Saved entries
· · · · ·

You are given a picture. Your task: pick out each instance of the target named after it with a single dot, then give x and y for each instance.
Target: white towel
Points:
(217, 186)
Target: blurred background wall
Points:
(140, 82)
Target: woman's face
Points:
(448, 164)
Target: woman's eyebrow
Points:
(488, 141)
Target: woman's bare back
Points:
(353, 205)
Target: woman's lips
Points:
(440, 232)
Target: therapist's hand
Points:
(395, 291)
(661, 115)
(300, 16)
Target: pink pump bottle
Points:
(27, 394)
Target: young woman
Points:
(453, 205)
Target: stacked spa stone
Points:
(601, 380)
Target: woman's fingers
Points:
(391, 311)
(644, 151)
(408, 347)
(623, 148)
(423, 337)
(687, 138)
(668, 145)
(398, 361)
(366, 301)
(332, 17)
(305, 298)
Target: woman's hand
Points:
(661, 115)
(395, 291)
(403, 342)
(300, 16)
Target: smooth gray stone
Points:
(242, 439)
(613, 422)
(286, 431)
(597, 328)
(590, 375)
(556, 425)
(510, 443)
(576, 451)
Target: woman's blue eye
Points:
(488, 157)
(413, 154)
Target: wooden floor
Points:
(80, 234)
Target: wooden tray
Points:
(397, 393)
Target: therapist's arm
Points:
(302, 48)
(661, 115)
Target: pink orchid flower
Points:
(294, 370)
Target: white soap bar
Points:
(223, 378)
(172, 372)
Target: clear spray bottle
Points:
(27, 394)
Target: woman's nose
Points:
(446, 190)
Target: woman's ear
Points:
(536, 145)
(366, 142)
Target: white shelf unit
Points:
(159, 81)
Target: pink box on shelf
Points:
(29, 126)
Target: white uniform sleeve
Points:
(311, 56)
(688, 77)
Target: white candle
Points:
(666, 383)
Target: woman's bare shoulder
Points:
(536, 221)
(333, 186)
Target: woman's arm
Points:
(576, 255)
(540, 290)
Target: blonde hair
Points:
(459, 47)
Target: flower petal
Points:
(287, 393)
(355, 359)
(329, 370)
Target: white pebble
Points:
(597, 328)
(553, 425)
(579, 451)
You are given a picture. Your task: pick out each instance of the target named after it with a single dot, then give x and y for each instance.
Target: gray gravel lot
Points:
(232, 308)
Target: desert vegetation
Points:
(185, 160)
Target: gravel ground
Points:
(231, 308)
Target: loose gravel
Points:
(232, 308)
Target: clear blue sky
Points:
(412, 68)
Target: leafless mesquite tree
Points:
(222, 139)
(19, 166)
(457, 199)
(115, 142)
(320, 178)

· · · · ·

● **WHAT YOU WILL DO**: Each of the records should be written out again, exactly as it reads.

● **SOLUTION TO THIS TASK**:
You are given a picture. Your task: pick out each instance of the target named after it with a single dot, then give x and y for each instance.
Target: white towel
Points:
(217, 186)
Target: blurred background wall
Points:
(140, 82)
Target: woman's face
Points:
(448, 164)
Target: woman's eyebrow
Points:
(488, 141)
Target: woman's bare back
Points:
(353, 205)
Target: woman's lips
Points:
(440, 232)
Target: therapist's hand
Points:
(395, 291)
(661, 115)
(300, 16)
Target: pink pump bottle
Points:
(27, 394)
Target: young woman
Points:
(453, 205)
Target: stacked spa stone
Points:
(601, 380)
Target: woman's fingers
Points:
(391, 311)
(644, 151)
(408, 347)
(623, 148)
(423, 337)
(687, 138)
(668, 145)
(398, 361)
(366, 301)
(332, 17)
(305, 298)
Target: woman's hand
Points:
(661, 115)
(395, 291)
(403, 342)
(300, 16)
Target: smooth gray stone
Points:
(242, 439)
(613, 422)
(286, 431)
(597, 328)
(590, 375)
(556, 425)
(510, 443)
(576, 451)
Target: woman's blue eye
Points:
(488, 157)
(413, 154)
Target: wooden floor
Points:
(80, 234)
Target: wooden tray
Points:
(397, 393)
Target: therapist's arm
Points:
(302, 48)
(661, 115)
Target: pink orchid flower
Points:
(294, 370)
Target: white soap bar
Points:
(223, 378)
(172, 372)
Target: clear spray bottle
Points:
(27, 394)
Target: woman's nose
Points:
(446, 190)
Target: woman's ear
Points:
(536, 145)
(366, 142)
Target: white shelf unit
Points:
(159, 81)
Target: pink box on shelf
Points:
(29, 126)
Target: white uniform sleeve
Points:
(311, 56)
(688, 77)
Target: white candle
Points:
(666, 383)
Target: woman's bare shoulder
Points:
(536, 221)
(333, 186)
Target: woman's arm
Points:
(576, 255)
(540, 290)
Target: blonde hair
Points:
(459, 47)
Target: flower petal
Points:
(287, 393)
(355, 359)
(329, 370)
Target: white pebble
Points:
(597, 328)
(553, 425)
(579, 451)
You are given a picture. Your task: pick out each instance of the target named after it with a single dot, then give x and y for each instance.
Target: gray gravel lot
Points:
(232, 308)
Target: desert vegetation
Points:
(185, 160)
Target: gravel ground
Points:
(231, 308)
Target: loose gravel
Points:
(232, 308)
Target: clear blue sky
Points:
(412, 68)
Target: leafless mesquite tree
Points:
(222, 139)
(19, 166)
(457, 199)
(115, 142)
(320, 178)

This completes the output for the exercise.